**Data rows**
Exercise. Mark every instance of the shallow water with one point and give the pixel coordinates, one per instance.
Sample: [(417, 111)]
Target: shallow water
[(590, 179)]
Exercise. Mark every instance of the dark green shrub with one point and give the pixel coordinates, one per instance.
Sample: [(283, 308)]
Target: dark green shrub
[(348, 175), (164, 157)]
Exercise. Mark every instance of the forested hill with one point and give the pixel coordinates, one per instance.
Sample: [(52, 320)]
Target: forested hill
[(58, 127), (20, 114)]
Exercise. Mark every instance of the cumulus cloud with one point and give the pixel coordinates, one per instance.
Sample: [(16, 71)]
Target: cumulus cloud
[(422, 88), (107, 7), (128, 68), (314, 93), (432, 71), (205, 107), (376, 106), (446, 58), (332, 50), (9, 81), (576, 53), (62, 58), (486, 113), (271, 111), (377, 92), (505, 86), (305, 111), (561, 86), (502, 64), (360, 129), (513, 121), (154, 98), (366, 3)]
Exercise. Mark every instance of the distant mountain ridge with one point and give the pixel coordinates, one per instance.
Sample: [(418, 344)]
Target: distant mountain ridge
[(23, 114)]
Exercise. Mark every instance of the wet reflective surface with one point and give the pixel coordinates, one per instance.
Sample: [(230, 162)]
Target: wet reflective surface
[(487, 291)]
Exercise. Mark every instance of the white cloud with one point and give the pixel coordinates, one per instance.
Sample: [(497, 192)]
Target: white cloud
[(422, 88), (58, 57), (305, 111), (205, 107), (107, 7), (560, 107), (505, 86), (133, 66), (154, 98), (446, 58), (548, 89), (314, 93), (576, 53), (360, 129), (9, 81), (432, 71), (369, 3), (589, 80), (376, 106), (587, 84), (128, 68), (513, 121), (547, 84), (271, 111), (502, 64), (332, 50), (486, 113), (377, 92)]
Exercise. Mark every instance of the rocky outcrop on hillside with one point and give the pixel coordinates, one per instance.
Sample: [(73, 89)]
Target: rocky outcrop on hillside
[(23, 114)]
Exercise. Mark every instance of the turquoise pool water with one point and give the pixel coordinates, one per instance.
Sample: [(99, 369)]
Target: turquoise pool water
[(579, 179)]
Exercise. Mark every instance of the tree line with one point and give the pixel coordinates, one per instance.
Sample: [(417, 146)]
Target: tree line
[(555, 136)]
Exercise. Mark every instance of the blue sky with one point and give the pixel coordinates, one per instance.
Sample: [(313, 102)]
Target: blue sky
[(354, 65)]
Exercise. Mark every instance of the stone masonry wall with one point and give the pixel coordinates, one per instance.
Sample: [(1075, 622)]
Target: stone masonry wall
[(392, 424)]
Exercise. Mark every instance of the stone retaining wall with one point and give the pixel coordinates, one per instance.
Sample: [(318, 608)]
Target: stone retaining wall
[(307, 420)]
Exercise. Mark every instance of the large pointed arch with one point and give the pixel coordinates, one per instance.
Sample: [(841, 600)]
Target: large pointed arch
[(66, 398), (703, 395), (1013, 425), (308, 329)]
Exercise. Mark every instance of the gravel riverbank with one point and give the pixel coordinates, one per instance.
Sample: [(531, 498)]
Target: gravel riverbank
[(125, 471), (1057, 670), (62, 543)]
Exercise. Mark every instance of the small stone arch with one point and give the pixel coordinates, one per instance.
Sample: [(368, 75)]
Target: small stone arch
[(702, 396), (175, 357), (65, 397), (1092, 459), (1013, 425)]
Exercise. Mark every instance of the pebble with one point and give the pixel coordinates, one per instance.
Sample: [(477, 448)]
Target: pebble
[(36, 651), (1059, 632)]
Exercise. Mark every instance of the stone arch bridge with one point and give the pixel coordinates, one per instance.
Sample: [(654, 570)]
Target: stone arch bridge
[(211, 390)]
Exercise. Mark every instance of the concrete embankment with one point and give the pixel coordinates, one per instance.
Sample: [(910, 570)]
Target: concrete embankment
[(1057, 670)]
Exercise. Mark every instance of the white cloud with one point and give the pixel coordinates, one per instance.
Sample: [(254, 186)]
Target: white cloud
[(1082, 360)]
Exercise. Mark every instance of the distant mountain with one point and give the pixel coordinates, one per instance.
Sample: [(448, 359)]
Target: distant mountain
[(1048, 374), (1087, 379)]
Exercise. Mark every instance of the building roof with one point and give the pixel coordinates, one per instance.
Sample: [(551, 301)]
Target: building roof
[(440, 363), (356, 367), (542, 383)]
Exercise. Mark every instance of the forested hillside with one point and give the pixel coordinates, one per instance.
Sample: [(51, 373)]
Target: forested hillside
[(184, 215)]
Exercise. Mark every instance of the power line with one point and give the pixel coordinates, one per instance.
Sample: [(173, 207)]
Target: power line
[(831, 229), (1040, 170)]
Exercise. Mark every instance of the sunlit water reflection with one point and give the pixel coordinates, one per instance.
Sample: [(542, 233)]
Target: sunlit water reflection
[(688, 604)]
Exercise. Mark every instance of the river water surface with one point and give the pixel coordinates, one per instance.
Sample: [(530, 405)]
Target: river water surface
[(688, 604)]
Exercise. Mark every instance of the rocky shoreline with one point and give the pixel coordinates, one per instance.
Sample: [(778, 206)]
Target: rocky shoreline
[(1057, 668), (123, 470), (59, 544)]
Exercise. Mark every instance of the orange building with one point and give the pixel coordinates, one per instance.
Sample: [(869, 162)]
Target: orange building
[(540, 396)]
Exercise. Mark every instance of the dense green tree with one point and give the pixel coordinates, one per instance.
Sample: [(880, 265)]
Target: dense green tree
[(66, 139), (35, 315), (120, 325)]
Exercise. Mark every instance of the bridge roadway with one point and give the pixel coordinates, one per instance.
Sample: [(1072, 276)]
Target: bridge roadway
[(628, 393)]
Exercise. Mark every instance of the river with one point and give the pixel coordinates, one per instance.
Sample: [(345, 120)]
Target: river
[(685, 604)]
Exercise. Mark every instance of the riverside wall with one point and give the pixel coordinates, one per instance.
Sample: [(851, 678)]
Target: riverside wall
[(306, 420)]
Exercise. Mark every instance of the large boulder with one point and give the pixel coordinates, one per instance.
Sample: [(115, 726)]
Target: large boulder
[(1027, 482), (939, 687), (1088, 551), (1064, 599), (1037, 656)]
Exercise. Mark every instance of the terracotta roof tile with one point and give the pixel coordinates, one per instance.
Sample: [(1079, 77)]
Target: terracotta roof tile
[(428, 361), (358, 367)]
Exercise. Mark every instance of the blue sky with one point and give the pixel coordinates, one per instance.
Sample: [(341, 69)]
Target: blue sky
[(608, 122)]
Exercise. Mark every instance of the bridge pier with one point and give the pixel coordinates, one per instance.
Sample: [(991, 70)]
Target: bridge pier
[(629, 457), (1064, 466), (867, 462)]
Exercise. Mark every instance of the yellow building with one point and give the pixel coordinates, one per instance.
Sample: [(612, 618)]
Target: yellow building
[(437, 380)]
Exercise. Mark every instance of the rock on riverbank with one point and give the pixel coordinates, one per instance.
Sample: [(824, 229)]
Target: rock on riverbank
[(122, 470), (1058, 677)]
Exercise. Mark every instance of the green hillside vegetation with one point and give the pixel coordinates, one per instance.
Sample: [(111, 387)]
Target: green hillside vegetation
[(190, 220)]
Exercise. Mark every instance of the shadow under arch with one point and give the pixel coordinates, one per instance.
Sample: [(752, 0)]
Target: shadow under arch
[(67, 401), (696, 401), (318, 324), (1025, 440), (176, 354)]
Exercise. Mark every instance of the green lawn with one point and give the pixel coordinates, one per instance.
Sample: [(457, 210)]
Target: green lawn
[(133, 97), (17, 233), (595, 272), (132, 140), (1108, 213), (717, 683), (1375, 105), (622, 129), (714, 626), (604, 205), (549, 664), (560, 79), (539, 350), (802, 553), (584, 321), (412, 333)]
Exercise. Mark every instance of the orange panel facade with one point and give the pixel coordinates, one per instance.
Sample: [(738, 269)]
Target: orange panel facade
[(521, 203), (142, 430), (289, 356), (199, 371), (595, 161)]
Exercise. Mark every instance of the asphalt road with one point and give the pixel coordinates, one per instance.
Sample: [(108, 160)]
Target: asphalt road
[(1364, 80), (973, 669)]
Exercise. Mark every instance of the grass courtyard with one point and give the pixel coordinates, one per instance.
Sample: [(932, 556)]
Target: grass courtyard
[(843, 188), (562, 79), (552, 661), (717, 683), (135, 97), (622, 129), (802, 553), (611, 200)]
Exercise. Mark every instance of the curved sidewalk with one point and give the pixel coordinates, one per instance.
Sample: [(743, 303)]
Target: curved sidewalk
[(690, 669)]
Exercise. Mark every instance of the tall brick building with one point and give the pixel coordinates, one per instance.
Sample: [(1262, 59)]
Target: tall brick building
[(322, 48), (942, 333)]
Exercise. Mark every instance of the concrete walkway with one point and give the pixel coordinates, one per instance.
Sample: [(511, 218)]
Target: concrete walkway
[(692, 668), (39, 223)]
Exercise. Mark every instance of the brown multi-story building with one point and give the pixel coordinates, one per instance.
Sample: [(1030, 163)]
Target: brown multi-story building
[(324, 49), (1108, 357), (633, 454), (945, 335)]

**What this task involves**
Quote the records exactly, starting at the line that contains "Exercise. Mark every instance of the river water" and ending at the line that contains "[(1057, 668), (123, 470), (59, 544)]", including both of those lines.

**Task response**
Exercise. Mark every instance of the river water surface with one point and give the pixel coordinates, one per instance.
Sample: [(530, 405)]
Target: river water surface
[(688, 604)]
Exercise. Mark every instance of the rocky shoreline with one point and give the pixel coordinates, one per instance.
Sample: [(778, 206)]
Target: rocky shoreline
[(1057, 668), (123, 470), (59, 544)]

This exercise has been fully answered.